Do this:
Rescale the records from the start through the line containing "[(435, 415)]" by writing out every line again, requests included. Multiply each coordinate in the answers by 1.75 and round it to a whole number, with halves going up; leave all other numbers unchanged.

Records for this exercise:
--- Begin ---

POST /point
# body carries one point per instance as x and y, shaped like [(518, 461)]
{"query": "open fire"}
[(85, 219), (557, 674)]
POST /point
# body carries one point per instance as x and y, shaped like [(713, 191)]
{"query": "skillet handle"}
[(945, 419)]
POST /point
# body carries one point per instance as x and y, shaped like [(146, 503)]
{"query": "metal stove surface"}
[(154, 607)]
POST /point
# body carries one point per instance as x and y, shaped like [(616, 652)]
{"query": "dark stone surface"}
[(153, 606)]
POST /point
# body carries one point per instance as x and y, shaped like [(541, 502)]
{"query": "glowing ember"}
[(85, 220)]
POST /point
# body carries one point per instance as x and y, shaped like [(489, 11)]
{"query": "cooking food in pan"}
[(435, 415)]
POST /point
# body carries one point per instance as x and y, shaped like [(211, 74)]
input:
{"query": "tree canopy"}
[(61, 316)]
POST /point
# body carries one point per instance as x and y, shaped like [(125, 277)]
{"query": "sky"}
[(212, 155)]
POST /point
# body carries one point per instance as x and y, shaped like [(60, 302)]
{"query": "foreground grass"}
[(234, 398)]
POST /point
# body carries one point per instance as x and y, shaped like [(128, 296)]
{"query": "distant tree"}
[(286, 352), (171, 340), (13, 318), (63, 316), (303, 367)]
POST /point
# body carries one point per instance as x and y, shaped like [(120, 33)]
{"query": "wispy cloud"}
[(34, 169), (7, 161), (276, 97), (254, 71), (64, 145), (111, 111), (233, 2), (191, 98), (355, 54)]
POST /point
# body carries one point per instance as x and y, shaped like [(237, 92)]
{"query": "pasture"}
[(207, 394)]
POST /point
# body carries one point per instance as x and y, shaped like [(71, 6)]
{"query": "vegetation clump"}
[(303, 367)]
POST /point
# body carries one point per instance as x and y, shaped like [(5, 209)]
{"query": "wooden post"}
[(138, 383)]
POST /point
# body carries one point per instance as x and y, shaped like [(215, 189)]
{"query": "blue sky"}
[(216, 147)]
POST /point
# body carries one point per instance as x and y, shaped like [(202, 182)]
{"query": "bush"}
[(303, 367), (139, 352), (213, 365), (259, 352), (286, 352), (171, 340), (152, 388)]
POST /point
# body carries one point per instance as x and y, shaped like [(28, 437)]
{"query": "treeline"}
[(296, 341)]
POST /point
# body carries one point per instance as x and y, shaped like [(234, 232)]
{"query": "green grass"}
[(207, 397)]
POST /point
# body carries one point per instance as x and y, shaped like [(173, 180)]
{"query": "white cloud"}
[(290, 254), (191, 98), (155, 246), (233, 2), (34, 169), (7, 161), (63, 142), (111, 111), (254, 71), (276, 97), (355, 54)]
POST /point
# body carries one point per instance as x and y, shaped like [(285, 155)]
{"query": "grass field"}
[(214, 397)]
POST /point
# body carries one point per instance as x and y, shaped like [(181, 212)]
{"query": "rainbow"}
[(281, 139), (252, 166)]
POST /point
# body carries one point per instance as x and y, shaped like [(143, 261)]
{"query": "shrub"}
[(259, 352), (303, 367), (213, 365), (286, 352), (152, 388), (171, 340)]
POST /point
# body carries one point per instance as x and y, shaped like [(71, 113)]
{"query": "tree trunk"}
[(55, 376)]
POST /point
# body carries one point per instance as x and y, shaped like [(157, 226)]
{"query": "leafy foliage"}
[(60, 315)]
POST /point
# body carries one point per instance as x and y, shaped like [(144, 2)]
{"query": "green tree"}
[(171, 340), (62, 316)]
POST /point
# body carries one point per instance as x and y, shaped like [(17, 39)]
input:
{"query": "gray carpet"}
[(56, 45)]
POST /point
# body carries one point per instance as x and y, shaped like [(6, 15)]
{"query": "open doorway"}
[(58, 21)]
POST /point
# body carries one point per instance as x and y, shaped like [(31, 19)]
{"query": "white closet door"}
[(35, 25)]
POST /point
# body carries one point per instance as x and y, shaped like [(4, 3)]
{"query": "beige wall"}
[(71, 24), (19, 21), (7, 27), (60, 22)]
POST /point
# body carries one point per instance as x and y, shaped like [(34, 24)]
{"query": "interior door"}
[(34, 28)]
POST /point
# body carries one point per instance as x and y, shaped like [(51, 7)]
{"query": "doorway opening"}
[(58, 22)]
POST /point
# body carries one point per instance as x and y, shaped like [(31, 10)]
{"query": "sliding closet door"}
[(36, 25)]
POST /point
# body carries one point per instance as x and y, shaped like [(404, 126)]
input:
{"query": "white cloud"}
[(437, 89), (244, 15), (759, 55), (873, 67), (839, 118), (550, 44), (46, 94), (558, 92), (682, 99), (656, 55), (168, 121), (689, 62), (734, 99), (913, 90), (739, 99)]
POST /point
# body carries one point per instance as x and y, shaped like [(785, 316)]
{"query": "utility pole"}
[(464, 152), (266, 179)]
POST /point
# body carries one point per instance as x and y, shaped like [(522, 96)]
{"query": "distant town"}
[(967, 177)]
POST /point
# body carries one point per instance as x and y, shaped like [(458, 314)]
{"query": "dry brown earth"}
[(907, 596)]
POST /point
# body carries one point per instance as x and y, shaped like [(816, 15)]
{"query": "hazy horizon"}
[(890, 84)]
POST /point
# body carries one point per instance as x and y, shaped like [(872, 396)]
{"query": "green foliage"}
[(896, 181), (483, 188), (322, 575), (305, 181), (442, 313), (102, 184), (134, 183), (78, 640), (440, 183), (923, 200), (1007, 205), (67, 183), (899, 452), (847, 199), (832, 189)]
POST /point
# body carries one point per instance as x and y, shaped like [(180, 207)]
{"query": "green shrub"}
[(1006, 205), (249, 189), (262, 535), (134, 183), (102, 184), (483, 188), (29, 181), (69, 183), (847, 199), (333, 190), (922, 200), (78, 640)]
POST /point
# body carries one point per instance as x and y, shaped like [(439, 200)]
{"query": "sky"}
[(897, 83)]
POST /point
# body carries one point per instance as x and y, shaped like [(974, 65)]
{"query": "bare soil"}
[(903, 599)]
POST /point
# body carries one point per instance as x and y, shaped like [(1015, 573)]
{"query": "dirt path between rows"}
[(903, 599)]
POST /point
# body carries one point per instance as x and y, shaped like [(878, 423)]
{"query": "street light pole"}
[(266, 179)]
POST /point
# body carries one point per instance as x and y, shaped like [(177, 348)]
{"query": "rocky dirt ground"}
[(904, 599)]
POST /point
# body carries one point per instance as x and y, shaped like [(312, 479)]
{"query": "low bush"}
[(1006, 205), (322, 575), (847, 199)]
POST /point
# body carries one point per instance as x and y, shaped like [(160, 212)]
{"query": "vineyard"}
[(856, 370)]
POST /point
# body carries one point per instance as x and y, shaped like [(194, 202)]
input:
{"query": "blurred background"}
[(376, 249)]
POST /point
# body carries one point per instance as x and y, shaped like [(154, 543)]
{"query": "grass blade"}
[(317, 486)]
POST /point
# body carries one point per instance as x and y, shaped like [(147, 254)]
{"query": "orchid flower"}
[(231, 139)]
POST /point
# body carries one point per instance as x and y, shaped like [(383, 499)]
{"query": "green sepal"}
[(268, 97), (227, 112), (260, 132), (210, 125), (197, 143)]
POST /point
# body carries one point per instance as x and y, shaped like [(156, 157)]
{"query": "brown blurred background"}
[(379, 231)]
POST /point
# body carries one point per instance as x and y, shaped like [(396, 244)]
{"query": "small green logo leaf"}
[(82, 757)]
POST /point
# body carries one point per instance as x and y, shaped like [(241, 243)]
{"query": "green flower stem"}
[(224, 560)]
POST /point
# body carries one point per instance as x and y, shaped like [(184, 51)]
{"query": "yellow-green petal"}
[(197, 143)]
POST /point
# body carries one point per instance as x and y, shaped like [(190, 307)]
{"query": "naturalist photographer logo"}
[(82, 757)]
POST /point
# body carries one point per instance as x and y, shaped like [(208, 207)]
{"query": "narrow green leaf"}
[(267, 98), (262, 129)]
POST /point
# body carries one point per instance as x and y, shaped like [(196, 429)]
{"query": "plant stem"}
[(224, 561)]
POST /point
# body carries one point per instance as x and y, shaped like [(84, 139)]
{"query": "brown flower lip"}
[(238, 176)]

--- End ---

The result:
POST /point
# body carries one point per instance as x and y, shaped like [(518, 461)]
{"query": "open fire"}
[(149, 383), (975, 1180)]
POST /point
# body carries one point per instance as x and y, shaped like [(713, 191)]
{"query": "skillet handle"}
[(1654, 733)]
POST /point
# body carries one point per instance as x and y, shaped like [(146, 503)]
{"query": "metal stove surface"}
[(270, 1062)]
POST /point
# body carries one point per instance as x and y, shaped like [(616, 652)]
{"query": "dark stone surface"}
[(268, 1061)]
POST /point
# body carries one point per instance as x and y, shaped like [(541, 502)]
{"query": "glowing ember"}
[(149, 385)]
POST /point
# body carries one point per instance as x and y, shaped like [(489, 11)]
{"query": "cooking food in pan"}
[(761, 726)]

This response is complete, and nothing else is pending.